TRY IT: Output the records again verbatim.

STUDY MATERIAL:
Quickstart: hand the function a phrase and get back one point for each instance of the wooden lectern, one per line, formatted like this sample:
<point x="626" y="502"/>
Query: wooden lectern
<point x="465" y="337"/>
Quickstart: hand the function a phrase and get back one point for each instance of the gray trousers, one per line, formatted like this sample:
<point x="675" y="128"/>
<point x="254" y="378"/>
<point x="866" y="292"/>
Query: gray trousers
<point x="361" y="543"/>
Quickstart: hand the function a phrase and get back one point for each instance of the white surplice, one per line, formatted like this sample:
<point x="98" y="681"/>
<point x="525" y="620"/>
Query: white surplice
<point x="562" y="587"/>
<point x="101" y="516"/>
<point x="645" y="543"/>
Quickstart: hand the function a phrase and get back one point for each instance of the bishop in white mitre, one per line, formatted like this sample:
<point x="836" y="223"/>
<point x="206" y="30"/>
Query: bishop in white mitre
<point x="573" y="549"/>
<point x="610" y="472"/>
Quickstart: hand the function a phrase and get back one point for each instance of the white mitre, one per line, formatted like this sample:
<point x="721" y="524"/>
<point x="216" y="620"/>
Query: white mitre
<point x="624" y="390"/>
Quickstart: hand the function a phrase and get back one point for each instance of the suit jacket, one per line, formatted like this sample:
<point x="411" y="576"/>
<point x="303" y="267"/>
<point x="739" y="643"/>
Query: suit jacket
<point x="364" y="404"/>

YOUR SOLUTION:
Quickstart: hand the function a phrase and get back one point for each instance of the wooden lectern, one per line, formatted like this sample:
<point x="626" y="502"/>
Query: wooden lectern
<point x="465" y="337"/>
Quickstart: hand the function a phrase and get back one point for each instance of the gray trousers, one per line, formatted like this sample:
<point x="675" y="128"/>
<point x="254" y="378"/>
<point x="866" y="292"/>
Query: gray trousers
<point x="361" y="543"/>
Quickstart: hand the function a phrase and get back one point for each instance of the white surplice, one per line, formatted like this sample:
<point x="98" y="681"/>
<point x="525" y="620"/>
Query: white surplice
<point x="562" y="587"/>
<point x="101" y="516"/>
<point x="645" y="543"/>
Quickstart: hand the function a phrase and get back one point for each instance of the bishop in white mitre, one per line, formatted like this sample:
<point x="836" y="223"/>
<point x="206" y="30"/>
Query: bishop in white mitre
<point x="573" y="549"/>
<point x="610" y="472"/>
Quickstart: hand the function a phrase and get back one point for each instance of the white mitre, one per line, formatted like this sample:
<point x="721" y="524"/>
<point x="216" y="620"/>
Query: white mitre
<point x="624" y="390"/>
Quickstart: hand the function a phrase and get back one point for each instance of the suit jacket, one per line, formatted like this sample:
<point x="411" y="576"/>
<point x="303" y="267"/>
<point x="739" y="643"/>
Query: suit jacket
<point x="364" y="404"/>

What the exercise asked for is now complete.